- [Texte à lire]
----
Résistances et Guérilleros

  

Les combats de la vallée du Douctouyre à la Libération

 

Il s’agit ici de faire découvrir ou redécouvrir ces hommes et ces femmes, souvent anonymes, qui, dans la nuit et le silence, ont lutté pour que la liberté triomphe.

 Il s’agit aussi de retrouver ces lieux de mémoires, porteurs de l’histoire de ces résistants, se reconnaître en eux, et ne pas rester étranger – indifférent- aux combats qu’ils ont portés.

 Il s’agit ici, bien entendu, d’un « résumé » bien incomplet pour traduire les tragédies vécues. J’espère que ces quelques connaissances vous donneront surtout l’élan nécessaire pour « aller plus loin » et parcourir ces chemins de la mémoire …

 « Les hasards de l’histoire » (mais s’agit-il vraiment d’un hasard ?) … « Ont mêlé le destin tragique des républicains espagnols, vaincus et réfugiés chez nous, à notre destin aussi tragique de vaincus devenus des étrangers dans leur propre pays.  L’union des vaincus d’hier a permis les victoires du lendemain. Ainsi, la libération de l’Ariège est inséparable du combat des guérilleros espagnols, de l’aide des évadés du camp du Vernet, de la lutte des maquisards de nos forêts. » (cf. Claude Delpla)
----
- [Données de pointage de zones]
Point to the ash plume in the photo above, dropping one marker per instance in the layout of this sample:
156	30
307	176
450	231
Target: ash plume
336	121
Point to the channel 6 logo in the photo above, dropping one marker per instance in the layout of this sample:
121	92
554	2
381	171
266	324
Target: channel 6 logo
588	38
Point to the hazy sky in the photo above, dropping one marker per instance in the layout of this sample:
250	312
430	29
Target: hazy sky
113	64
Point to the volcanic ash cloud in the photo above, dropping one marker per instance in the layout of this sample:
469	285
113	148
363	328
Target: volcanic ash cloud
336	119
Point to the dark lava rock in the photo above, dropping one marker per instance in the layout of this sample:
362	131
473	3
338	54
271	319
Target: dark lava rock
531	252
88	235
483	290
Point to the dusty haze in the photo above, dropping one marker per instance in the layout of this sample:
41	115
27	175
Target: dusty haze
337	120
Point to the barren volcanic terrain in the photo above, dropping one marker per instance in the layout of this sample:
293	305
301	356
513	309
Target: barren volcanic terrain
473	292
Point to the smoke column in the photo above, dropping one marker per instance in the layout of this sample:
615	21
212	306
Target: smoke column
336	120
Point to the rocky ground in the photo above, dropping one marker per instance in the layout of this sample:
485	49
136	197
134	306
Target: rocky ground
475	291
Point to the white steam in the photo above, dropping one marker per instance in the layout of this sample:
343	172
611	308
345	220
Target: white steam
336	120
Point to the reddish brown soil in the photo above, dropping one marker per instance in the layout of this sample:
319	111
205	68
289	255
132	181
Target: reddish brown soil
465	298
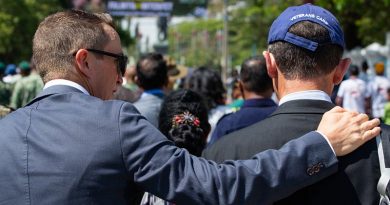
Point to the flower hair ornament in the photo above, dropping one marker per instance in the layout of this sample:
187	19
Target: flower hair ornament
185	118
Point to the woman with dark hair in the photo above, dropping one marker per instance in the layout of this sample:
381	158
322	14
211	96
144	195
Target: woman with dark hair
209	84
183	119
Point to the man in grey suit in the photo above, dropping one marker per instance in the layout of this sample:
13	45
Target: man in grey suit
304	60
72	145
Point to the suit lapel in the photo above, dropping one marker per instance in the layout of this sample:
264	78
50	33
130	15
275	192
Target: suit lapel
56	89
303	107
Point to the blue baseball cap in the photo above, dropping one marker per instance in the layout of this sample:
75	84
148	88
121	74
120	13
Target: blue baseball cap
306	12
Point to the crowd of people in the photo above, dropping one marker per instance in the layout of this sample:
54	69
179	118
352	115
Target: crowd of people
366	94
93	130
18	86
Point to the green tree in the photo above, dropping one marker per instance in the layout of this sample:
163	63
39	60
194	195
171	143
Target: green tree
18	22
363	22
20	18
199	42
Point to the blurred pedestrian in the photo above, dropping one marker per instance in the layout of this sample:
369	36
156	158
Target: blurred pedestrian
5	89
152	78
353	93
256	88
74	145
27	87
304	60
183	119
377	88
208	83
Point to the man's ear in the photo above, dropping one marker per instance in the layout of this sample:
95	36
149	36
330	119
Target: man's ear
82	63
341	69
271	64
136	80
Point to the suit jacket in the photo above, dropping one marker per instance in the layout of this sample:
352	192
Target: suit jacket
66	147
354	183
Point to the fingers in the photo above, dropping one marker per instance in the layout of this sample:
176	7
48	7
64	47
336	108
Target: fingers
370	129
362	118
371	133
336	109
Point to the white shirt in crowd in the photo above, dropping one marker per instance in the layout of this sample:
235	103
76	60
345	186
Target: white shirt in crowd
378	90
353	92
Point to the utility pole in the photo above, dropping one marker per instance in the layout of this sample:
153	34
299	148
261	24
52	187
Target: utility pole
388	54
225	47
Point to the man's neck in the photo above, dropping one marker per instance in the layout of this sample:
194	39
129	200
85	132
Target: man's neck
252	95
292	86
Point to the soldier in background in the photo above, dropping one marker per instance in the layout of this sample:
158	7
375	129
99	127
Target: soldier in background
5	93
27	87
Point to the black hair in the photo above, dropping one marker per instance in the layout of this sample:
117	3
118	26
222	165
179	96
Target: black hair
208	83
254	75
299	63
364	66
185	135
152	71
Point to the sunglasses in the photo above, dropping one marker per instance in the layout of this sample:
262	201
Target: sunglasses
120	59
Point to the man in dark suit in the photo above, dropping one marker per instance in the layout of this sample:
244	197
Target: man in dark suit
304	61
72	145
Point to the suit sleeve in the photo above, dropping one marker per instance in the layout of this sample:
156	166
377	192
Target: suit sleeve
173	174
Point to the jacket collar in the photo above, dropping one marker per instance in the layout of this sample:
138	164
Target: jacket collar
----
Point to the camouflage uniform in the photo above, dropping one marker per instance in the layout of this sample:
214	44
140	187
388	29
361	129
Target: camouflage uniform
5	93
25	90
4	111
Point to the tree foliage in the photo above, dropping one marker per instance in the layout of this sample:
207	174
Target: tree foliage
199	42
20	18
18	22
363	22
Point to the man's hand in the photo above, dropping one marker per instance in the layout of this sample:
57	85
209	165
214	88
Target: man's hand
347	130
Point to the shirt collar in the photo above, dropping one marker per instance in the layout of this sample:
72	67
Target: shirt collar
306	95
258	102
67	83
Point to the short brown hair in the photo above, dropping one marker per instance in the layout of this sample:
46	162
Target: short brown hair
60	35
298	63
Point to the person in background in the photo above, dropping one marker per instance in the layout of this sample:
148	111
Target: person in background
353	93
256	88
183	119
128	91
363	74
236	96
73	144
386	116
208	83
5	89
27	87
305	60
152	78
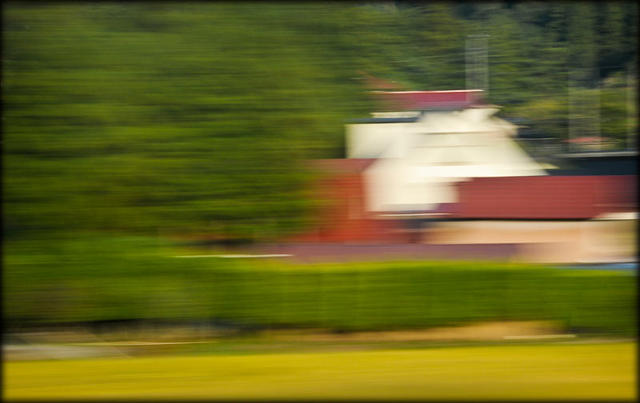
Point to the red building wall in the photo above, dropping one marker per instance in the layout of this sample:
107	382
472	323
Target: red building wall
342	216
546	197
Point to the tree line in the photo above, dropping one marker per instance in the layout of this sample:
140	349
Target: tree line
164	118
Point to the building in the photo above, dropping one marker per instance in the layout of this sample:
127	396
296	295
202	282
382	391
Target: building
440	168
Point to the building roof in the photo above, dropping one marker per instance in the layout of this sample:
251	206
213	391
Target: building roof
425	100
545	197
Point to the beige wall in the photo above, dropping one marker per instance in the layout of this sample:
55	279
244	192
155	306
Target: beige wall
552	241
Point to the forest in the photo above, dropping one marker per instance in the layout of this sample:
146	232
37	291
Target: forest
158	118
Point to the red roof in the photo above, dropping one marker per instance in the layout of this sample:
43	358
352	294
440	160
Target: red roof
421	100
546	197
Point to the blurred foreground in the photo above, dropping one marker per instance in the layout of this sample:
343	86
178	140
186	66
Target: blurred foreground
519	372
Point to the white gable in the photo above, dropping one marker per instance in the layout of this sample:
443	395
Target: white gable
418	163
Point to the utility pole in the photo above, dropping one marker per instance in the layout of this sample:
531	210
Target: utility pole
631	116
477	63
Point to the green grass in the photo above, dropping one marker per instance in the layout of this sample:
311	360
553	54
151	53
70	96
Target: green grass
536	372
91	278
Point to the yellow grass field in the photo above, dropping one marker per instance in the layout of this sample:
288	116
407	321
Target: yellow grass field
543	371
----
- [Consigne de travail] Recopiez intégralement le texte à lire, sans rien y changer. Ces données n'ont aucun rapport avec le texte à lire.

- [Réponse attendue]
Résistances et Guérilleros

  

Les combats de la vallée du Douctouyre à la Libération

 

Il s’agit ici de faire découvrir ou redécouvrir ces hommes et ces femmes, souvent anonymes, qui, dans la nuit et le silence, ont lutté pour que la liberté triomphe.

 Il s’agit aussi de retrouver ces lieux de mémoires, porteurs de l’histoire de ces résistants, se reconnaître en eux, et ne pas rester étranger – indifférent- aux combats qu’ils ont portés.

 Il s’agit ici, bien entendu, d’un « résumé » bien incomplet pour traduire les tragédies vécues. J’espère que ces quelques connaissances vous donneront surtout l’élan nécessaire pour « aller plus loin » et parcourir ces chemins de la mémoire …

 « Les hasards de l’histoire » (mais s’agit-il vraiment d’un hasard ?) … « Ont mêlé le destin tragique des républicains espagnols, vaincus et réfugiés chez nous, à notre destin aussi tragique de vaincus devenus des étrangers dans leur propre pays.  L’union des vaincus d’hier a permis les victoires du lendemain. Ainsi, la libération de l’Ariège est inséparable du combat des guérilleros espagnols, de l’aide des évadés du camp du Vernet, de la lutte des maquisards de nos forêts. » (cf. Claude Delpla)